(Saved entries)
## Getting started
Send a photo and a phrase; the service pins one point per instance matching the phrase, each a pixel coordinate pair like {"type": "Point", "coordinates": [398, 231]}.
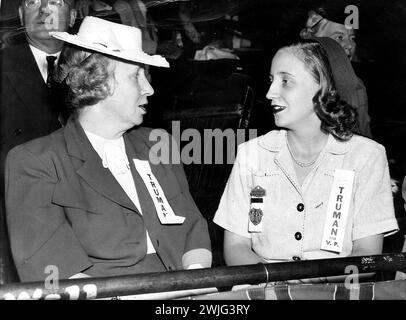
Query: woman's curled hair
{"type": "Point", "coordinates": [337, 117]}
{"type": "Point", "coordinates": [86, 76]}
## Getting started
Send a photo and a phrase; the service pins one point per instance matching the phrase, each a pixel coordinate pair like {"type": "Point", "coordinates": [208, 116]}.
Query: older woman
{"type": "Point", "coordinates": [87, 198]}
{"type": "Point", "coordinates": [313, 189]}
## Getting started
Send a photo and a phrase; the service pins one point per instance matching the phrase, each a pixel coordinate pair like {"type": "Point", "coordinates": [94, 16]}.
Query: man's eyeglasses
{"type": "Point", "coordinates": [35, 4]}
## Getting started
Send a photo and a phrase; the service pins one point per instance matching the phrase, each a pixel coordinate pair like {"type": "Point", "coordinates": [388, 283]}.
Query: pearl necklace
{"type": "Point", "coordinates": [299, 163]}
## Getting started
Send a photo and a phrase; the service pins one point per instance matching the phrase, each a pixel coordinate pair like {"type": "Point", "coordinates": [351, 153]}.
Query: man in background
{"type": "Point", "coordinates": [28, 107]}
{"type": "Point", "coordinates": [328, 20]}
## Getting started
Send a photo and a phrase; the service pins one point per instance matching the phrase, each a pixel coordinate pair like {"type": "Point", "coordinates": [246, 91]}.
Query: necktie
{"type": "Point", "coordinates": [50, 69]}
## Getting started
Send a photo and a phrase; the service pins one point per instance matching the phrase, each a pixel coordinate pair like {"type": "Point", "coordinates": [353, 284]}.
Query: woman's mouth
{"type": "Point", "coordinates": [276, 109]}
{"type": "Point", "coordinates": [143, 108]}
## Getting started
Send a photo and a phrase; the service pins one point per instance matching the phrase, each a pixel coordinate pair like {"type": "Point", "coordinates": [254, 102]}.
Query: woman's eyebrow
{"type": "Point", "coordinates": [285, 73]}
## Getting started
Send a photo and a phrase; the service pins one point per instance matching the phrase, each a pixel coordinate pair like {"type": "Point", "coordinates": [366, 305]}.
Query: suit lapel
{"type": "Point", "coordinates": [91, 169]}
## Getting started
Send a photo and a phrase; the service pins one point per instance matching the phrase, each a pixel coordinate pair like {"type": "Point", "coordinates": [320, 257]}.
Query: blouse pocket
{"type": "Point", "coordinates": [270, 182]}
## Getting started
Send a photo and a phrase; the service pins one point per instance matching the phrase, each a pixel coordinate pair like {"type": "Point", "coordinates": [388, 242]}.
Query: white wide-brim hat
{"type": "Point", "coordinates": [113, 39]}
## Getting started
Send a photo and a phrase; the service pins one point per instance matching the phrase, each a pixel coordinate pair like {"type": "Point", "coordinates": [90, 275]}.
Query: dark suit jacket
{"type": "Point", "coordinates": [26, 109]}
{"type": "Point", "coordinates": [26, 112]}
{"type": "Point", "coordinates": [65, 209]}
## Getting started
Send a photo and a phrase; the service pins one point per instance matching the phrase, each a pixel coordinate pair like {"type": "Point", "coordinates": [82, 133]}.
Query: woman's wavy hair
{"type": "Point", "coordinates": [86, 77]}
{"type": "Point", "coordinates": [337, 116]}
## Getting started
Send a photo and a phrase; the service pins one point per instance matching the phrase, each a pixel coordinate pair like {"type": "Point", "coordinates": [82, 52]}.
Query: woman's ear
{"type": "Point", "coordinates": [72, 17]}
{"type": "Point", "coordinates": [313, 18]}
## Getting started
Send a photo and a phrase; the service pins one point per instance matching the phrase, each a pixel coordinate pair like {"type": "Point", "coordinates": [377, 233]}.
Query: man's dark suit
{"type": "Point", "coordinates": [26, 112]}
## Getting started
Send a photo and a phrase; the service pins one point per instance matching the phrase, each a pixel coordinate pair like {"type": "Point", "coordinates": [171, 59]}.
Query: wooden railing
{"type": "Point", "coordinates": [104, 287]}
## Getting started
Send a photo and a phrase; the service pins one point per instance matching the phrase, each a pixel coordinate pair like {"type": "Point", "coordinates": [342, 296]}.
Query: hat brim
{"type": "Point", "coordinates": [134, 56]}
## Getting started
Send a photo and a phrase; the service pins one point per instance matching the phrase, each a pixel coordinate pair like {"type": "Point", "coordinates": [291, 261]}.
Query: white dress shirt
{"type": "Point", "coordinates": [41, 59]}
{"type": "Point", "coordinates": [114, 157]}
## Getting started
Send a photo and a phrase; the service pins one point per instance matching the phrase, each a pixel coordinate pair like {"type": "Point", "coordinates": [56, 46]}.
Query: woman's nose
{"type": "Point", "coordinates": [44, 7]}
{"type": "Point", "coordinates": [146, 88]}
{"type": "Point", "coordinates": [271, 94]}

## Exercise goal
Print every entry exactly; omit the pictures.

## Solution
## Getting started
Send a photo and a phrase; the service pins one point per instance matching the phrase, each a pixel coordinate pair like {"type": "Point", "coordinates": [398, 231]}.
Query: woman's curled hair
{"type": "Point", "coordinates": [337, 117]}
{"type": "Point", "coordinates": [86, 76]}
## Getting started
Send a photo and a phrase; the service pins one point per instance matching the phrase, each a pixel coordinate pair like {"type": "Point", "coordinates": [208, 116]}.
Query: older woman
{"type": "Point", "coordinates": [87, 198]}
{"type": "Point", "coordinates": [313, 189]}
## Getting started
Send a photo and a phrase; the service pins one point per instance matching the phrase, each a pixel coordinate pair like {"type": "Point", "coordinates": [94, 16]}.
Query: man's eyeglasses
{"type": "Point", "coordinates": [35, 4]}
## Getting started
Send a photo and a phrase; the service pins one point per instance matching the phrase, each a pixel coordinate pair like {"type": "Point", "coordinates": [388, 283]}.
Query: pearl necklace
{"type": "Point", "coordinates": [299, 163]}
## Getting started
Send a photo and a phrase; the service pins one point per instance matching the phrase, each a pixel coordinate pair like {"type": "Point", "coordinates": [351, 153]}.
Query: man in background
{"type": "Point", "coordinates": [28, 107]}
{"type": "Point", "coordinates": [328, 20]}
## Getting started
Send a photo and a phrase; the service pins one point per instance matching the phrase, each a pixel coordinate pair like {"type": "Point", "coordinates": [246, 91]}.
Query: necktie
{"type": "Point", "coordinates": [50, 69]}
## Getting started
Send a photo and a phrase; the service pins one point per instance matching the phrase, each a pixel coordinate pair like {"type": "Point", "coordinates": [353, 284]}.
Query: woman's mouth
{"type": "Point", "coordinates": [276, 109]}
{"type": "Point", "coordinates": [143, 108]}
## Getting started
Send a photo and a phrase; the service pins one point per instance matching the phrase, each a pixel coordinate pair like {"type": "Point", "coordinates": [254, 102]}.
Query: woman's eyebrow
{"type": "Point", "coordinates": [285, 73]}
## Getting started
Send a photo and a phrase; the service pins one point per instance matching the phrase, each a pixel coordinate pair like {"type": "Point", "coordinates": [366, 305]}.
Query: suit lapel
{"type": "Point", "coordinates": [91, 169]}
## Getting started
Send a photo and a phrase; the service pins one point per instance matching the phrase, each a pixel coordinate pair like {"type": "Point", "coordinates": [320, 257]}.
Query: blouse pocket
{"type": "Point", "coordinates": [270, 182]}
## Getting started
Send a photo and a phrase; the service pins one point per instance matching the phrase, each a pixel coordinate pair like {"type": "Point", "coordinates": [388, 242]}.
Query: white wide-brim hat
{"type": "Point", "coordinates": [113, 39]}
## Getting started
Send a photo and a phrase; the service pins one point per instance matching the phrase, each a pixel coordinate pair like {"type": "Point", "coordinates": [90, 275]}.
Query: dark suit jacket
{"type": "Point", "coordinates": [26, 109]}
{"type": "Point", "coordinates": [26, 112]}
{"type": "Point", "coordinates": [65, 209]}
## Getting started
Send a photo and a phrase; the service pins one point per instance matching the phrase, each a pixel coordinate pair like {"type": "Point", "coordinates": [82, 133]}.
Query: woman's wavy hair
{"type": "Point", "coordinates": [86, 77]}
{"type": "Point", "coordinates": [337, 116]}
## Getting started
Send a photo and a phrase; the service pins one point per instance matching the phrase, each a pixel coordinate pair like {"type": "Point", "coordinates": [82, 52]}.
Query: woman's ear
{"type": "Point", "coordinates": [72, 17]}
{"type": "Point", "coordinates": [313, 18]}
## Getting started
Send a photo and a phrase; the service pins one point per instance matching the phrase, each a pixel coordinate pair like {"type": "Point", "coordinates": [377, 233]}.
Query: man's dark suit
{"type": "Point", "coordinates": [26, 112]}
## Getting started
Send a photo and a phrase; the service pins one point per instance matching the phrase, each a pixel coordinate pair like {"type": "Point", "coordinates": [171, 59]}.
Query: wooden railing
{"type": "Point", "coordinates": [104, 287]}
## Getting started
Send a photo and a phrase; the service pins one point per instance matching the phrase, each a pixel coordinate pair like {"type": "Point", "coordinates": [342, 296]}.
Query: hat brim
{"type": "Point", "coordinates": [134, 56]}
## Getting started
Send a photo and a phrase; the service pins one point per instance matching the phrase, each a pixel coordinate pair like {"type": "Point", "coordinates": [291, 261]}.
Query: white dress shirt
{"type": "Point", "coordinates": [41, 59]}
{"type": "Point", "coordinates": [114, 157]}
## Getting started
Send a photo and a phrase; the service pins one point per instance matching the phrase, each a pixel coordinate pair like {"type": "Point", "coordinates": [56, 46]}.
Query: woman's nose
{"type": "Point", "coordinates": [44, 7]}
{"type": "Point", "coordinates": [146, 88]}
{"type": "Point", "coordinates": [271, 94]}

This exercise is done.